- PROBLEM TO WORK ON
No record may be left out; print them all verbatim.

Referring expression pointing data
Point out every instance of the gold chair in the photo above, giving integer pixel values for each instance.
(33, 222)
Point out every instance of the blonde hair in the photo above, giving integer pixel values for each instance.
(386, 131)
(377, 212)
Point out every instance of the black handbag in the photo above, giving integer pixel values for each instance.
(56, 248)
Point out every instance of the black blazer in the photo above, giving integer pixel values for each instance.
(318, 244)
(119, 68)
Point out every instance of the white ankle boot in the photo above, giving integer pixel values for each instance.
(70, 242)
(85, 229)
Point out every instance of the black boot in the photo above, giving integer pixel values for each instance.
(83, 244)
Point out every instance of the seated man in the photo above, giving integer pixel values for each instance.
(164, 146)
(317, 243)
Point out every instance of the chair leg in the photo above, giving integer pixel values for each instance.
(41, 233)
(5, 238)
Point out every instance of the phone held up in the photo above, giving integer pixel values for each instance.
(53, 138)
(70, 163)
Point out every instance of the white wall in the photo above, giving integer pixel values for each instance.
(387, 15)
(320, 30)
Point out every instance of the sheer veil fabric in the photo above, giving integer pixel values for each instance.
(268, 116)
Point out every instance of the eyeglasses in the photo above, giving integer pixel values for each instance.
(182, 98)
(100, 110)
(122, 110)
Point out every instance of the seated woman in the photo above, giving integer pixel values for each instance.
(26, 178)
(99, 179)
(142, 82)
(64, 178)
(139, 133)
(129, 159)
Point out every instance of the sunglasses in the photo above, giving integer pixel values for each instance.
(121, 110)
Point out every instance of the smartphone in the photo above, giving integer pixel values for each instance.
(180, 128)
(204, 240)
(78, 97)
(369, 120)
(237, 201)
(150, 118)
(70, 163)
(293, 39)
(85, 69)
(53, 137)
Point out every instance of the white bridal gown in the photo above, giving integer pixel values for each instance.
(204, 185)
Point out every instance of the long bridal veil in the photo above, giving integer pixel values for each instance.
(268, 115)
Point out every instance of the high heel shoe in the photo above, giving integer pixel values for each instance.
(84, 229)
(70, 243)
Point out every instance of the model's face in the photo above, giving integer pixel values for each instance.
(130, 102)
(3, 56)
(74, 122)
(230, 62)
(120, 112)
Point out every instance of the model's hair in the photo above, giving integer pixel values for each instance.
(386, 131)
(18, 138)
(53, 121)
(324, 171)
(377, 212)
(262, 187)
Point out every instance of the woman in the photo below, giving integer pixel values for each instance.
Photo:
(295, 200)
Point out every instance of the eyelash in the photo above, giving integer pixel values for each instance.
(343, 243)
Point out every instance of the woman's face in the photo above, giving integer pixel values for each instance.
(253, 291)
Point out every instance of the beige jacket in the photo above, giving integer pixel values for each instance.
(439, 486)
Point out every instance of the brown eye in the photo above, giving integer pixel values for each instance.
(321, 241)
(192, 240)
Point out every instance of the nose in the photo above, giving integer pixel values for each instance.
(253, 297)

- ANSWER TO THIS TASK
Point out every instance of the gold chair in the photo above, giving integer pixel values for each instance.
(33, 222)
Point out every instance of the blonde hair in the photo above, giving integer pixel values for each instance.
(386, 131)
(377, 212)
Point out every instance of the black handbag in the photo above, giving integer pixel values for each instance.
(56, 248)
Point out every instance of the black blazer in the photo above, giving integer pixel values for each instance.
(318, 244)
(119, 68)
Point out every instance of the white ankle boot in the photo above, giving integer pixel values for each instance.
(70, 242)
(85, 229)
Point out every instance of the black boot in the photo above, giving integer pixel values for each instance.
(83, 244)
Point out every instance of the seated man in the photo above, giving integer pixel values for each instance.
(164, 146)
(317, 243)
Point out every instance of the chair leg in the photo above, giving integer pixel values for each instance.
(41, 233)
(5, 238)
Point out every instance of the phone held up in the photo above, giving integer pixel values for each instance.
(53, 138)
(70, 163)
Point out every instance of the white wall in the photo above, giving integer pixel values for each instance.
(387, 15)
(320, 30)
Point out every instance of the sheer veil fabric in the photo above, giving integer pixel values for each instance.
(268, 116)
Point out every instance of the eyeglasses in the photo above, giving integer pixel values for each instance.
(182, 98)
(100, 110)
(122, 110)
Point out every instance of the seated woman in the photo above, giving integer pixel values for each instance.
(26, 178)
(99, 179)
(142, 82)
(64, 178)
(139, 133)
(129, 159)
Point out every instance of the sunglasses in the photo above, giving integer pixel values for each instance.
(121, 110)
Point out every instance of the smartphone in the photo above, giving integer pixel values for each instance.
(180, 128)
(204, 240)
(78, 97)
(369, 120)
(237, 201)
(150, 118)
(70, 163)
(293, 39)
(85, 69)
(53, 137)
Point out every instance of the white bridal gown in the photo above, giving integer pixel values for each instance.
(204, 185)
Point out every instance of the long bridal veil in the photo above, giving integer pixel values for each instance.
(268, 115)
Point out every instance of the high heel shoe in the photo above, giving integer pixel values for each instance.
(84, 229)
(70, 243)
Point out every instance of the model's face in the photo above, giving integer pixel values for each instance.
(130, 102)
(3, 56)
(74, 122)
(230, 62)
(120, 112)
Point out every instance of the model's hair in the photo above, giving integer pixel values for each instance.
(386, 131)
(18, 138)
(53, 121)
(324, 171)
(377, 212)
(262, 187)
Point out every instance of the woman in the photo below, giving integer pixel values for each instance.
Photo:
(295, 200)
Point out every instance of the eyelash in the photo above, giving integer pixel values for each instance.
(343, 243)
Point out every instance of the woman's face in the photo above, giving integer pixel values for each instance.
(253, 291)
Point out every instance of the beige jacket in the photo above, giving integer pixel values for each instance.
(439, 486)
Point out every instance of the brown eye in the photo above, giving integer pixel values for each instance.
(321, 241)
(192, 240)
Point out every instance of the nose in the photo above, giving integer pixel values for each instance.
(253, 297)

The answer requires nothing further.